**INSTRUCTIONS FOR THE TASK**
For every line in the material, print that line exactly.

**PROVIDED MATERIAL**
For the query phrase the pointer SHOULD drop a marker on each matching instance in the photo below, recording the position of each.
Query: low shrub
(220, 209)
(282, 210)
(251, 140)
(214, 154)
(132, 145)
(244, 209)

**ANSWER BELOW**
For the query phrase the pointer SHOULD drop a marker on each matching instance in the photo below, recording the position of each.
Query: low shrub
(220, 209)
(282, 210)
(251, 140)
(214, 154)
(132, 145)
(244, 209)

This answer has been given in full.